• ASSIGNMENT: Each line below containing the word "positive" needs to be shown.

• THE DATA:
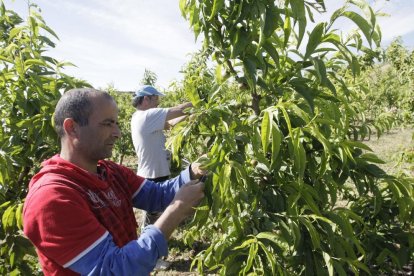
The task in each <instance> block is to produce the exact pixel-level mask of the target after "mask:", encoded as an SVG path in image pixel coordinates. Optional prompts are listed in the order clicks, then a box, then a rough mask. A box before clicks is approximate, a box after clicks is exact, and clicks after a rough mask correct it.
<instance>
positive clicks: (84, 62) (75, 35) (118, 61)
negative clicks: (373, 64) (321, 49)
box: [4, 0, 414, 91]
mask: <svg viewBox="0 0 414 276" xmlns="http://www.w3.org/2000/svg"><path fill="white" fill-rule="evenodd" d="M32 1H33V0H32ZM4 2H5V4H6V8H8V9H13V10H15V11H16V12H18V13H19V15H20V16H22V17H23V18H25V17H26V15H27V2H26V1H25V0H15V1H12V0H4ZM33 2H34V3H36V4H37V5H38V6H39V7H40V8H41V15H42V17H43V19H44V20H45V21H46V24H47V25H48V26H49V27H50V28H51V29H52V30H54V31H55V33H56V34H57V35H58V36H59V41H56V45H57V46H56V48H54V49H51V50H50V51H49V52H48V55H49V56H52V57H54V58H56V59H58V60H60V61H69V62H72V63H74V64H75V65H76V67H67V68H66V69H65V73H67V74H69V75H72V76H75V77H77V78H80V79H83V80H86V81H88V82H89V83H91V84H92V85H93V86H94V87H95V88H102V89H104V88H106V87H108V85H112V86H114V88H116V89H117V90H121V91H133V90H135V89H136V88H137V87H138V86H139V84H140V81H141V79H142V77H143V75H144V70H145V69H149V70H151V71H153V72H155V73H156V75H157V77H158V78H157V83H156V85H157V86H158V87H160V88H161V89H167V88H168V86H169V85H170V83H171V82H172V81H174V80H180V79H182V74H181V73H180V70H181V69H182V67H183V66H184V65H185V63H186V62H188V61H189V60H190V55H191V53H194V52H195V51H197V50H198V49H200V48H201V43H202V41H201V40H199V41H196V40H195V37H194V34H193V32H192V31H191V29H190V27H189V24H188V22H186V20H185V19H184V18H183V17H182V16H181V12H180V10H179V6H178V4H179V1H178V0H176V1H171V0H34V1H33ZM343 2H344V1H343V0H325V4H326V6H327V10H328V11H334V10H336V9H337V8H339V7H340V6H342V4H343ZM370 3H371V4H372V5H373V7H374V10H375V11H377V10H380V11H382V12H385V13H387V14H389V16H388V17H383V18H379V19H378V21H379V24H380V26H381V28H382V34H383V38H382V44H383V46H386V45H388V44H389V43H390V42H391V41H392V40H393V39H394V38H395V37H397V36H401V37H402V39H403V42H404V45H405V46H407V47H409V48H410V49H414V0H389V1H386V0H376V1H373V0H371V1H370ZM318 18H319V17H318V15H316V14H315V19H316V20H318V21H319V19H318ZM320 18H321V19H325V20H326V19H327V18H329V17H327V16H326V15H325V16H321V17H320ZM336 28H338V29H340V30H343V31H344V32H346V31H349V30H350V29H352V28H355V26H354V25H353V24H352V22H351V21H349V20H345V19H344V20H341V21H339V22H338V24H337V25H336ZM200 38H201V37H200Z"/></svg>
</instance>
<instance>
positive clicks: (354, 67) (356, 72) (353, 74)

• OUTPUT FOR THIS EXERCISE:
positive clicks: (84, 62) (75, 35) (118, 61)
positive clicks: (354, 67) (356, 72) (353, 74)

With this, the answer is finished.